- _EXERCISE INSTRUCTIONS_:
Apart from the pictures, every line below needs to be reproduced verbatim.

- _ENTRIES SHOWN_:
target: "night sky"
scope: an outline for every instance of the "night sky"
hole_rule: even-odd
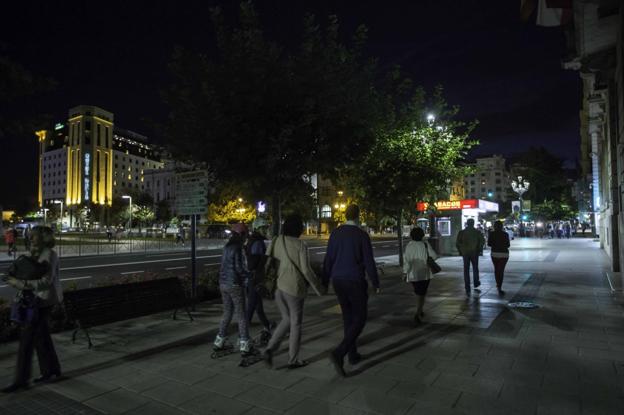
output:
[[[11,2],[0,16],[0,54],[57,81],[55,91],[31,100],[33,114],[64,121],[71,106],[97,105],[113,112],[117,125],[163,140],[148,120],[166,114],[160,91],[172,49],[212,49],[209,7],[217,3],[236,12],[234,1]],[[544,145],[570,163],[578,158],[580,80],[561,68],[563,33],[521,22],[519,1],[255,3],[280,40],[295,37],[305,12],[322,21],[337,14],[345,33],[367,25],[369,52],[384,67],[400,64],[427,88],[442,84],[461,118],[479,120],[474,137],[481,146],[473,155]],[[34,206],[35,136],[1,145],[0,204]]]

- _WRITTEN SOLUTION_:
target: "night sky"
scope: an outline for every instance of the "night sky"
hole_rule: even-odd
output:
[[[11,2],[0,16],[0,54],[57,81],[55,91],[31,100],[33,114],[64,121],[71,106],[97,105],[113,112],[117,125],[163,140],[148,120],[166,114],[160,91],[172,49],[212,49],[209,7],[217,3],[236,12],[234,1]],[[544,145],[570,163],[578,158],[580,80],[561,68],[563,33],[521,22],[519,1],[255,3],[280,40],[295,37],[305,12],[322,21],[337,14],[345,33],[367,25],[369,52],[384,67],[400,64],[427,88],[442,84],[461,118],[479,120],[474,137],[481,146],[473,155]],[[34,206],[35,136],[1,145],[0,204]]]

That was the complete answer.